• Region pointing data:
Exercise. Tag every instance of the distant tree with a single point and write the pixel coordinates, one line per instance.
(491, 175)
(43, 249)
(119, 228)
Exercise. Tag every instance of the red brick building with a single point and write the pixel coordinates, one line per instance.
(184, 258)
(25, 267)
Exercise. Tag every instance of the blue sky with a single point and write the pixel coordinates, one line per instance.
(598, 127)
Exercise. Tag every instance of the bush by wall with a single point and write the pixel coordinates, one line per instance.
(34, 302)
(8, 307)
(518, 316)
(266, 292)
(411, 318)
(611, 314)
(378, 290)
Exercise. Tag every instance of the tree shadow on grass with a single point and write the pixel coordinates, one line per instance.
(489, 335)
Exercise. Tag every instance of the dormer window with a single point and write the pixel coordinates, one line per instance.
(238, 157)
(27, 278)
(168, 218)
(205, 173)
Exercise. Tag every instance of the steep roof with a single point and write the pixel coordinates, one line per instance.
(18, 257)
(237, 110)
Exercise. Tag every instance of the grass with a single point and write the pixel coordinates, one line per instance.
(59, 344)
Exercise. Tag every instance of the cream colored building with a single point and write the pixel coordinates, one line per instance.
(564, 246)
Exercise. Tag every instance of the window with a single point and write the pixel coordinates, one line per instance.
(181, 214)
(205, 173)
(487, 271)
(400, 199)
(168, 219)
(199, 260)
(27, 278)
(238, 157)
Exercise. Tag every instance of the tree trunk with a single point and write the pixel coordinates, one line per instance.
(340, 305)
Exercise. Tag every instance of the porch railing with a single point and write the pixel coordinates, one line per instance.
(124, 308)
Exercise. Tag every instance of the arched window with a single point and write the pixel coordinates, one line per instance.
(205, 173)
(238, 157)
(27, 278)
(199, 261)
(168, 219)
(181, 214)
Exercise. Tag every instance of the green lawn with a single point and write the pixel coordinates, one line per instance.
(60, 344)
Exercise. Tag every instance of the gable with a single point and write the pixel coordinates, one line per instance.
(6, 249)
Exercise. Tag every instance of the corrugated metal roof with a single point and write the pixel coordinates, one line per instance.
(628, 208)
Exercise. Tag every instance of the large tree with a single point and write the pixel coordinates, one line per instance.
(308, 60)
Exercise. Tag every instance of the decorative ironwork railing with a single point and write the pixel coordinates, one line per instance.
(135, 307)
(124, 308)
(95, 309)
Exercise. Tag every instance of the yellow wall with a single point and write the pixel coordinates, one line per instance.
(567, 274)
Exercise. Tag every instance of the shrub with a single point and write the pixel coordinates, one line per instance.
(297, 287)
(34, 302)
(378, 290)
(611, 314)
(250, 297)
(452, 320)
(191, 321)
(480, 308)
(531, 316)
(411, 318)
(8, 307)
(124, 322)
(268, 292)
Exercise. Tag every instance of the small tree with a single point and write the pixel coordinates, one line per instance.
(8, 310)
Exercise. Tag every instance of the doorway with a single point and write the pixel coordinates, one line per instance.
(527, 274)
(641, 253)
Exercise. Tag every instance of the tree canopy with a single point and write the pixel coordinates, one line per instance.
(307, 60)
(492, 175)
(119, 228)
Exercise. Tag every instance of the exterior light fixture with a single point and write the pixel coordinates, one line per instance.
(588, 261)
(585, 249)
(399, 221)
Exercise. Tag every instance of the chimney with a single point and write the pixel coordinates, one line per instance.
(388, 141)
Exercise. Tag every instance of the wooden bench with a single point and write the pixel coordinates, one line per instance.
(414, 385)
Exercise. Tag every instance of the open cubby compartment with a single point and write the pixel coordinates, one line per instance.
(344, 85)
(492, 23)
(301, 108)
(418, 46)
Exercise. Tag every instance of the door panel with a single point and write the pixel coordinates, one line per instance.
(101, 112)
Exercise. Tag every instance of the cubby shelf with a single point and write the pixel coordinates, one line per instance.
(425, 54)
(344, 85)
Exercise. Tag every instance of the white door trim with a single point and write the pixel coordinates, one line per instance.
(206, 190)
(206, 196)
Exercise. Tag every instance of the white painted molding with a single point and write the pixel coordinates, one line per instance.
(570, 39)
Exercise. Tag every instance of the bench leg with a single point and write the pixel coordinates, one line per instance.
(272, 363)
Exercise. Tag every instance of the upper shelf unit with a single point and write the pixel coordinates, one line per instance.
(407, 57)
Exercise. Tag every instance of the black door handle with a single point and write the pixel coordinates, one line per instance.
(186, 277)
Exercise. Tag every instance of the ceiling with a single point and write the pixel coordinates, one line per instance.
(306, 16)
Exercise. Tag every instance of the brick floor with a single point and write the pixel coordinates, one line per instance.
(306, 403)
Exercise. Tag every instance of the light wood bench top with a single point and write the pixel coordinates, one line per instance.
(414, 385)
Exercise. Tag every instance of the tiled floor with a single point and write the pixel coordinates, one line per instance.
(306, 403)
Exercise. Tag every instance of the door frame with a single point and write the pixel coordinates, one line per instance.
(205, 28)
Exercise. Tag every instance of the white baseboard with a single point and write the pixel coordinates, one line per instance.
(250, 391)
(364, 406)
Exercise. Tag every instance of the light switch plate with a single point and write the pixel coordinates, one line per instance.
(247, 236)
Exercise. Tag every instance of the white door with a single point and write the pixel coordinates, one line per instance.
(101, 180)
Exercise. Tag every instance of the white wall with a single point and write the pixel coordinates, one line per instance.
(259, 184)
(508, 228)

• Task to complete:
Beginning with the line that contains "Exercise. Tag every instance of the light wood", restate word for word each line through the last one in the data, and write nothing more.

• Result for this task:
Exercise. Tag every instance of the light wood bench top with a single point and write the pixel coordinates, one line per instance.
(414, 385)
Exercise. Tag every instance of the tiled floor with a single point and write the pixel coordinates, one line per instance.
(306, 403)
Exercise. Tag every instance of the door frame with a single point and write the pixel coordinates, one line per instance.
(205, 28)
Exercise. Tag every instance of the white baseboard with a single point and write the pixel coordinates, one line per instance.
(250, 391)
(364, 406)
Exercise. Tag every instance of the light switch plate with a single point and write the pixel coordinates, one line per instance.
(247, 236)
Exercise. Tag every instance of the white door with a single point and write the pixel coordinates, one line per instance.
(101, 180)
Exercise. Tag every instance of the white wall with a single point and write the pixel coordinates, one line per instance.
(259, 184)
(508, 228)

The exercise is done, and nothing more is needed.